## Stated goal
Leaving out the pictures, retype all the material exactly.
=====
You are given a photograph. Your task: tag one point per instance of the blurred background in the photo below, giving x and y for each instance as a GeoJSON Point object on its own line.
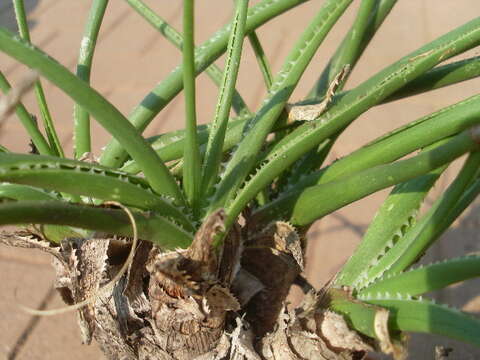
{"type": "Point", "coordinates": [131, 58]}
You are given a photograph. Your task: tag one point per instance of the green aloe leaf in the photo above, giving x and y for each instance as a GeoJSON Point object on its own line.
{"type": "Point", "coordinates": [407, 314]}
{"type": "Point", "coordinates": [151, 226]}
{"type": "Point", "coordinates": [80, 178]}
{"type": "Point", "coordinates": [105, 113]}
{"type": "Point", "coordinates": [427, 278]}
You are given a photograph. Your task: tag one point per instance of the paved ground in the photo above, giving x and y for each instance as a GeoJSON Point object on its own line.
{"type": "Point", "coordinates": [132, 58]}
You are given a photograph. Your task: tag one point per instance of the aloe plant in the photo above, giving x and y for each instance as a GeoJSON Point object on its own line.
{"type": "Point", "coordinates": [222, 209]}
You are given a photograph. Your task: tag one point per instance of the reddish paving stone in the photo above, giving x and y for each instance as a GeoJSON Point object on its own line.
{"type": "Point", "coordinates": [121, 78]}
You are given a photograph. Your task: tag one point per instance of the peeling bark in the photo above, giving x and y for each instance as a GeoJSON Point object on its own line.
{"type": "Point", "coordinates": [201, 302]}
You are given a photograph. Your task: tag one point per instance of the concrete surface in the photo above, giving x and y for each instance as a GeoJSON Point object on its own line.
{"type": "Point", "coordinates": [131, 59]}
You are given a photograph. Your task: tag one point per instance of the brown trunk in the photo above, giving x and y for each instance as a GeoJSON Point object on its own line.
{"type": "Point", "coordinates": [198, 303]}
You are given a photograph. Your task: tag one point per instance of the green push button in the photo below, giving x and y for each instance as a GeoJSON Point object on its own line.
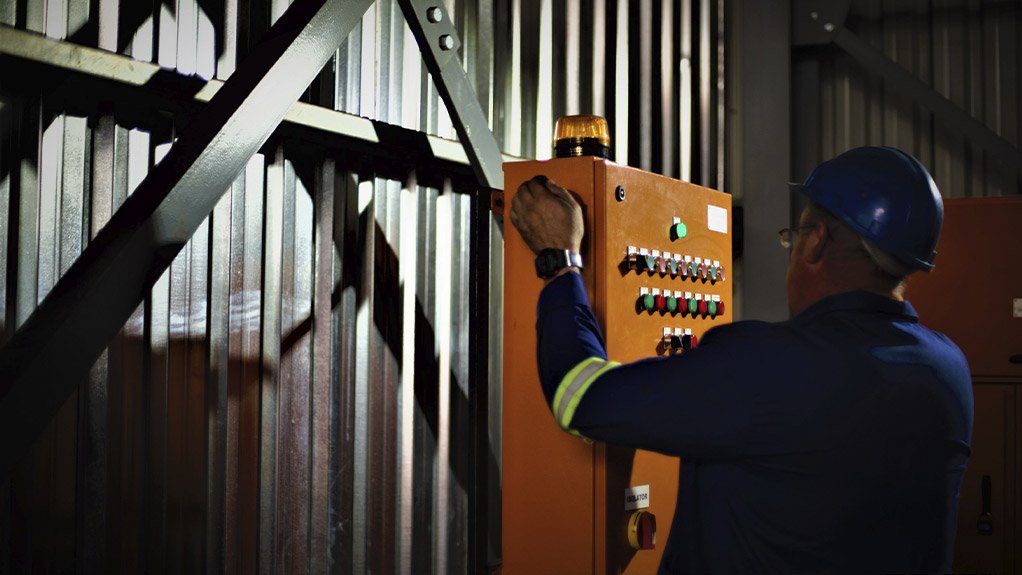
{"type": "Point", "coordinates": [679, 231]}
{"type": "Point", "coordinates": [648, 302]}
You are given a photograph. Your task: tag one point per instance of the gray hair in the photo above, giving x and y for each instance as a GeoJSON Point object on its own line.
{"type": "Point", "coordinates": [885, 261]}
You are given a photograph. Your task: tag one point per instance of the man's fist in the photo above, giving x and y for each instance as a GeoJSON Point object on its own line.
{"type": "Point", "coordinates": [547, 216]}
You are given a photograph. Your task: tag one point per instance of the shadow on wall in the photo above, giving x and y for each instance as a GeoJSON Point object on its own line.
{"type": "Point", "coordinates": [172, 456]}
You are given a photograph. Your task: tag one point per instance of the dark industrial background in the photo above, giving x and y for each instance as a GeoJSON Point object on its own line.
=====
## The solution
You are given a photograph. Your task: tag one point per instance of the blurred background in the photo below, giving x and y for each instance as a GeoJSON Point object on its own line.
{"type": "Point", "coordinates": [131, 58]}
You are given a photograph. Your task: tag one point per instance of the green aloe leaf in the photo above, giving x and y for each instance as a GeoJSON Point object on its own line.
{"type": "Point", "coordinates": [407, 314]}
{"type": "Point", "coordinates": [151, 226]}
{"type": "Point", "coordinates": [80, 178]}
{"type": "Point", "coordinates": [105, 113]}
{"type": "Point", "coordinates": [427, 278]}
You are given a photograph. Your task: tag one point per instance of the paved ground in the photo above, giving x and y for each instance as a GeoJSON Point object on its own line.
{"type": "Point", "coordinates": [132, 58]}
You are given a photograph. Your task: tag one point per instance of the aloe plant in the photo above, giving x and y for each instance as a GeoJSON Point object on its own line.
{"type": "Point", "coordinates": [222, 209]}
You are given a photograph. Your task: tag one point per instance of the reddish paving stone in the photo above, giving x and y for each instance as a GeoJSON Point object on its own line.
{"type": "Point", "coordinates": [121, 78]}
You are given a photograph. Your task: tag one point per instance of the peeling bark in the photo above, giving x and y for each instance as a GeoJSON Point object on its own line.
{"type": "Point", "coordinates": [201, 302]}
You are given a photograph. Your task: tag one point per instance of the concrete surface in the photo above, giving x and y for each instance as a GeoJSON Point object on its own line.
{"type": "Point", "coordinates": [131, 59]}
You are given a photograph. Your task: tag one point per instance of the brown trunk in the photo above, giving x and y for each instance as a GeoJSON Point object on its own line.
{"type": "Point", "coordinates": [198, 303]}
You are given a photograph. Your task: tag one point per instance of the green push button in the photo below, giving x and y for each instance as a GeoJSON Point object on its own line.
{"type": "Point", "coordinates": [679, 231]}
{"type": "Point", "coordinates": [648, 302]}
You are given a photograph. Your task: tag one point per instance of the gray hair in the photo above, giving x and y for each instance as a GeoJSON Point object on its own line.
{"type": "Point", "coordinates": [885, 261]}
You are given a photograph. Your task: tag one point per instance of the man's fist in the photo above, giving x and y for each instance as a GeoJSON Point object on its own line.
{"type": "Point", "coordinates": [547, 216]}
You are given a photograph. Your task: tag one point per instance of the shadow on wall in the photo above, giving x and y for each instance as a GeoJSON Point object on its own line.
{"type": "Point", "coordinates": [172, 456]}
You are given a photograph. Your task: tag one point per instance of the dark industrial background in the photo above, giving x and y for each instance as a GeoJSON Point object on its own line.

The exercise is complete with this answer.